====== Data entries ======

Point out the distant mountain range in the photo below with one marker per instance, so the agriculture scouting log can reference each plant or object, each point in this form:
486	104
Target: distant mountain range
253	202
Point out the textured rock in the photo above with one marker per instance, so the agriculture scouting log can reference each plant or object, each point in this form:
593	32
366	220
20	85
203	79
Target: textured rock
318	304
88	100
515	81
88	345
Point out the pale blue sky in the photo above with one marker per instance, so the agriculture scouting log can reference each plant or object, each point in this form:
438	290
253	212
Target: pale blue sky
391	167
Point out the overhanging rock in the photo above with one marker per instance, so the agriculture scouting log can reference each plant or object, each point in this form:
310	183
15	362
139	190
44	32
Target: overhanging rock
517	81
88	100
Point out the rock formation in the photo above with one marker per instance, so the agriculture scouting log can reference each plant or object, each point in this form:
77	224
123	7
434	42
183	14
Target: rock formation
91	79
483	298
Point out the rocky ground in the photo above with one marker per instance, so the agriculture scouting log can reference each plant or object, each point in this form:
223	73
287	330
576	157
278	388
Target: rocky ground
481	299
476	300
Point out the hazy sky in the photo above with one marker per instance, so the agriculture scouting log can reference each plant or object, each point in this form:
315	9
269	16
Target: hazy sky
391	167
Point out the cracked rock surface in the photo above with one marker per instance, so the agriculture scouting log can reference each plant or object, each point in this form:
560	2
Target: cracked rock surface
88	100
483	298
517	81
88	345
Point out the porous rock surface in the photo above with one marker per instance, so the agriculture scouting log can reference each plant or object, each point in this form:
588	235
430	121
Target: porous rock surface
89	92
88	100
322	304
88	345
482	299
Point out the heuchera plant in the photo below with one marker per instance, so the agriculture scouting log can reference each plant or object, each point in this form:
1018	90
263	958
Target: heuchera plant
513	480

======
====== Data entries ======

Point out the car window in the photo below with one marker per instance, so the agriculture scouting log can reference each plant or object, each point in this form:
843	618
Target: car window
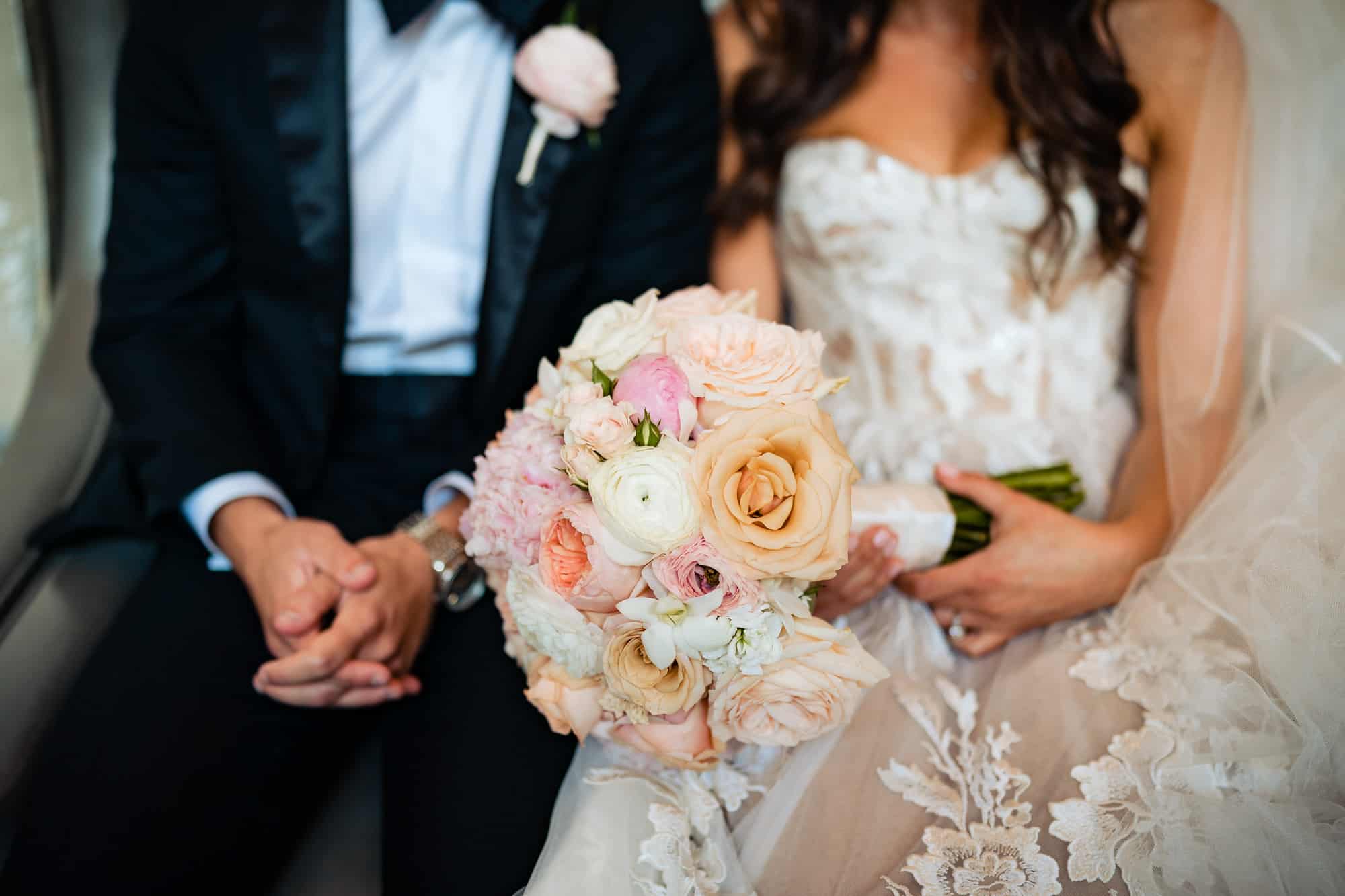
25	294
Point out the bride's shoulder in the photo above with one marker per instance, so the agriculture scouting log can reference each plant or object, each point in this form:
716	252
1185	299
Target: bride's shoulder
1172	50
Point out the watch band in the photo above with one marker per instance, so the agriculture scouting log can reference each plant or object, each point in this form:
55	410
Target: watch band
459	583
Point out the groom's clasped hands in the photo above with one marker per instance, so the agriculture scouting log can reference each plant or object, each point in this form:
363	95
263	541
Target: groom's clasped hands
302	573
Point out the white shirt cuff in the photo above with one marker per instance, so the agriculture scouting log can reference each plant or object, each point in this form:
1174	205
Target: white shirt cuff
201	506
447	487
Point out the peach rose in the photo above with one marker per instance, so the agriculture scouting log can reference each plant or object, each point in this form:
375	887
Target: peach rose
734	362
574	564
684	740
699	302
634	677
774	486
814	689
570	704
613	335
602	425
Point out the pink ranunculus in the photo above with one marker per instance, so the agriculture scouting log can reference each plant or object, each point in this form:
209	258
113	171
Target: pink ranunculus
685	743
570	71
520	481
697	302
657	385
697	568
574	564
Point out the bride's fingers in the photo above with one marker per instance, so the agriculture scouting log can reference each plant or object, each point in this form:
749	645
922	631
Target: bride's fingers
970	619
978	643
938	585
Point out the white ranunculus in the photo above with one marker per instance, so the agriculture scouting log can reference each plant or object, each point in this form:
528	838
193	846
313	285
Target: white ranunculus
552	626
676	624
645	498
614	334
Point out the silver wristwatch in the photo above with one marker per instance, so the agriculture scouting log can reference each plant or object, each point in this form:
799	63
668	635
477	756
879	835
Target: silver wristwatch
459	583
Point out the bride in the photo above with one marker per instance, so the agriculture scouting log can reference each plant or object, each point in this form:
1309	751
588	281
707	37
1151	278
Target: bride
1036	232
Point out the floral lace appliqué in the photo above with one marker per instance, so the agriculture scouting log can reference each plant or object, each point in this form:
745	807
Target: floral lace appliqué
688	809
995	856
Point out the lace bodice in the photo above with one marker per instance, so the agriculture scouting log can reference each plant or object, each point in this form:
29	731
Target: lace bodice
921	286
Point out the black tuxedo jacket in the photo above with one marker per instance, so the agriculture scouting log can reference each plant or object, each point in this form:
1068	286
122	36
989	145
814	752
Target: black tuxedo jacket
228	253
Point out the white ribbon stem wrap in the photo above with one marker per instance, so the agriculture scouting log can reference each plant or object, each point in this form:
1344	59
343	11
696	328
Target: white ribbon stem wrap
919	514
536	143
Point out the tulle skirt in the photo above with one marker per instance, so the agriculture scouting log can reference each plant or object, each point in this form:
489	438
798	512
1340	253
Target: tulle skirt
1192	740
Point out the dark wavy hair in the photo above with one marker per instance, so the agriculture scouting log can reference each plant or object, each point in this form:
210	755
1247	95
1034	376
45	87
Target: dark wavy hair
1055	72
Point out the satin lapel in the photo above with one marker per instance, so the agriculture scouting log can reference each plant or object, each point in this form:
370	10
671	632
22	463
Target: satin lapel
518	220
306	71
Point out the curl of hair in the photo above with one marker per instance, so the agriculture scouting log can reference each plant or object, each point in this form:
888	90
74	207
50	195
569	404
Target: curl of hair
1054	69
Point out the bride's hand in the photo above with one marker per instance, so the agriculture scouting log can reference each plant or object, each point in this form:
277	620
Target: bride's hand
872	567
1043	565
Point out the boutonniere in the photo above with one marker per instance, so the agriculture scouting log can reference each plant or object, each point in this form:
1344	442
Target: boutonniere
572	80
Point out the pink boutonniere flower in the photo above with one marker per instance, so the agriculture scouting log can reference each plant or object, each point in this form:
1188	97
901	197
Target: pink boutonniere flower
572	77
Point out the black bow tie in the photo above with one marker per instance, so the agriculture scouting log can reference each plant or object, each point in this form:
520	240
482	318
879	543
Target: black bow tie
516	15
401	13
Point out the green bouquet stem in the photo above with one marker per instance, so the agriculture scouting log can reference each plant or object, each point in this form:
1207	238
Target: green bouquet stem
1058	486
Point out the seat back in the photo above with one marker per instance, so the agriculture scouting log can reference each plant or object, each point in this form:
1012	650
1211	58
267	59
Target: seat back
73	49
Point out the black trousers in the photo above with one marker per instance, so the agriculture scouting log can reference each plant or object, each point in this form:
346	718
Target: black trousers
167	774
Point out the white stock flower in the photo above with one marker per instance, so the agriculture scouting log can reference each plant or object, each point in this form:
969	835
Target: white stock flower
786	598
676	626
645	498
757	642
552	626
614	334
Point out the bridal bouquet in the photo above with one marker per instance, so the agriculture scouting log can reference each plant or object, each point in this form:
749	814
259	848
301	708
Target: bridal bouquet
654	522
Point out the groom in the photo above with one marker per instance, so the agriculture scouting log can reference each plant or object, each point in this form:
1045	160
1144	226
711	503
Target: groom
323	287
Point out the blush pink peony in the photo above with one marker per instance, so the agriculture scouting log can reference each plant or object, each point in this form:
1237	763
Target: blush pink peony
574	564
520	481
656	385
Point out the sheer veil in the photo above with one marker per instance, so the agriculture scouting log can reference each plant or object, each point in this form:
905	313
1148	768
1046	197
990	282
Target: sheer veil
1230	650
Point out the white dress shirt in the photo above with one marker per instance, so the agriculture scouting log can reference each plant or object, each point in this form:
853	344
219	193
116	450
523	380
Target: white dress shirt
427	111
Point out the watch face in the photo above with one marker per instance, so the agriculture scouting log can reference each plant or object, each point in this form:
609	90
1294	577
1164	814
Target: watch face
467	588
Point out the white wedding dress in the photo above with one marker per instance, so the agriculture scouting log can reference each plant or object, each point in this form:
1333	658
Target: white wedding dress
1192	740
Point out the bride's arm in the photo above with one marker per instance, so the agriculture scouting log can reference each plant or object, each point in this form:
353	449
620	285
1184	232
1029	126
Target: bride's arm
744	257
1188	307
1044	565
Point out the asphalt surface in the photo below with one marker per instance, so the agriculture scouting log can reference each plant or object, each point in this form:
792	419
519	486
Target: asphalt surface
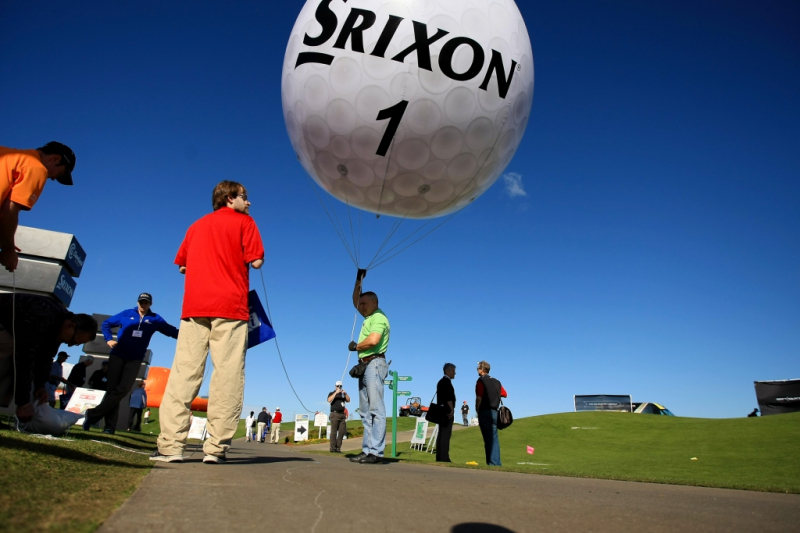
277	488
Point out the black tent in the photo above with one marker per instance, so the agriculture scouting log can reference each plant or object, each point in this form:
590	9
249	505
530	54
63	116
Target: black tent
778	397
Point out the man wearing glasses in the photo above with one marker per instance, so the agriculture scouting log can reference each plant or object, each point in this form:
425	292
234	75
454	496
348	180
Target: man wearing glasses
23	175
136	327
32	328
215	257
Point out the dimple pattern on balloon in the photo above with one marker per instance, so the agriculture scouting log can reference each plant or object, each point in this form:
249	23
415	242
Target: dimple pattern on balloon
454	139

======

Collect every line of the entries above that contains the word "overhanging".

_Exercise solution_:
Point out the overhanging rock in the photo above with one marker per instance, so the agriculture scouting log can reference each plant or object, each point in this form:
Target: overhanging rock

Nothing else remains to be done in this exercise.